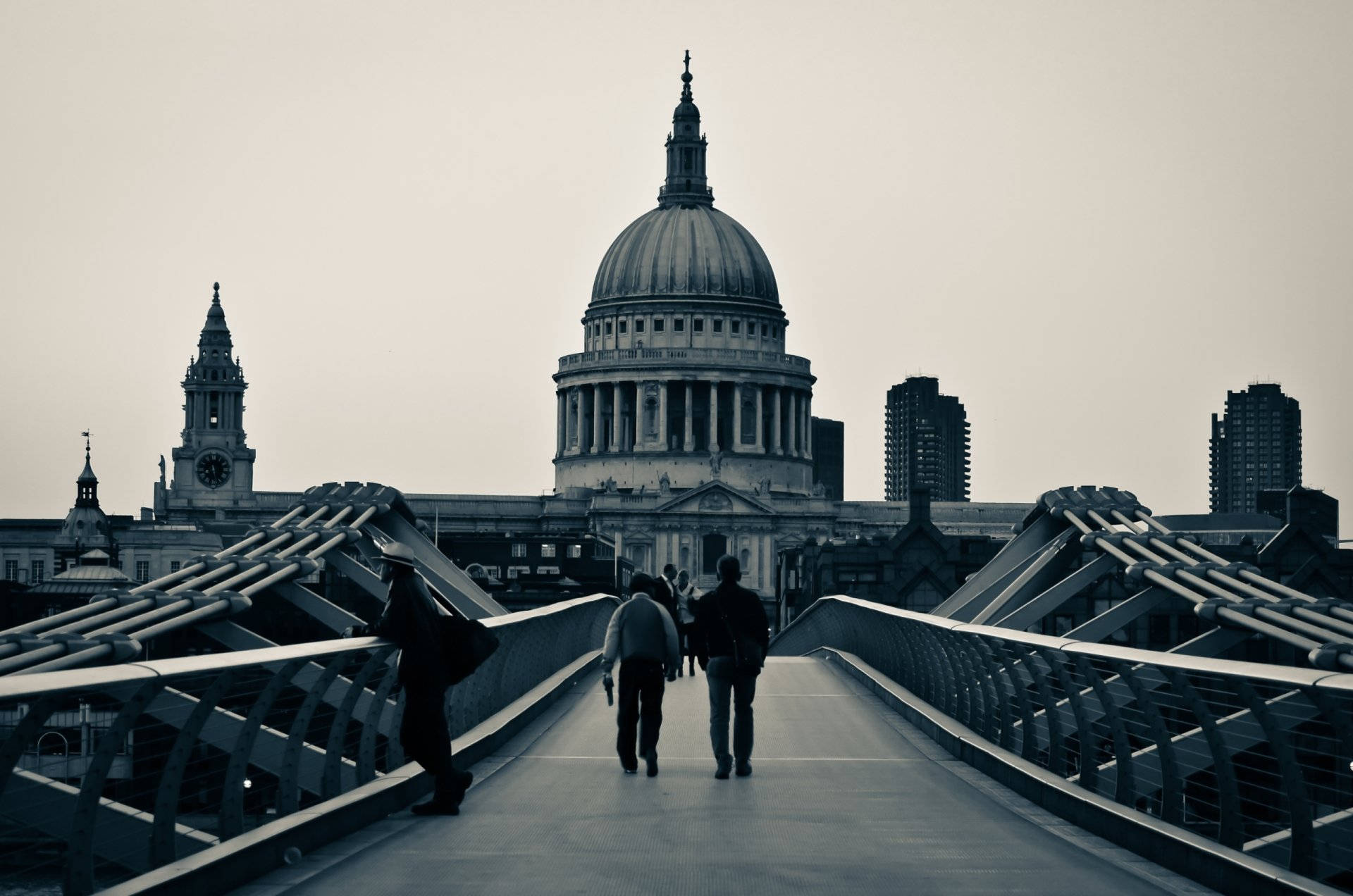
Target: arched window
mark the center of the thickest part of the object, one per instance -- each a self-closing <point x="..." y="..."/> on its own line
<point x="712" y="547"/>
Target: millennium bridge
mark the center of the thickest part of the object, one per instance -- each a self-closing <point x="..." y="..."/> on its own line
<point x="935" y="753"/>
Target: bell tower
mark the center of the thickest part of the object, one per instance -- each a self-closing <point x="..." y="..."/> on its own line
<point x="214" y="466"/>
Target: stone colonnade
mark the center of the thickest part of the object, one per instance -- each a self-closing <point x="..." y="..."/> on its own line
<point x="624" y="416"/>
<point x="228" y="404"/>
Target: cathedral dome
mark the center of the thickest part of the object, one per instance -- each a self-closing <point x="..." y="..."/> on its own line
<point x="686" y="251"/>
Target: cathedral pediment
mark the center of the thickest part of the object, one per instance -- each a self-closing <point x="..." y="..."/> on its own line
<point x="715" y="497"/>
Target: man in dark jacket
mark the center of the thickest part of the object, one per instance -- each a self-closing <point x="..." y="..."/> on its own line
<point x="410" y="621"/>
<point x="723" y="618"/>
•••••
Render the records as a numbered list, starting with the line that contains "Target: man in dark jacket" and going on through the end of the records, leaving out any blank lines.

1. Target: man in dark jacket
2. mark the center of the thickest part of the object, one per instance -- each a self-closing <point x="..." y="..."/> on its own line
3. <point x="410" y="621"/>
4. <point x="723" y="618"/>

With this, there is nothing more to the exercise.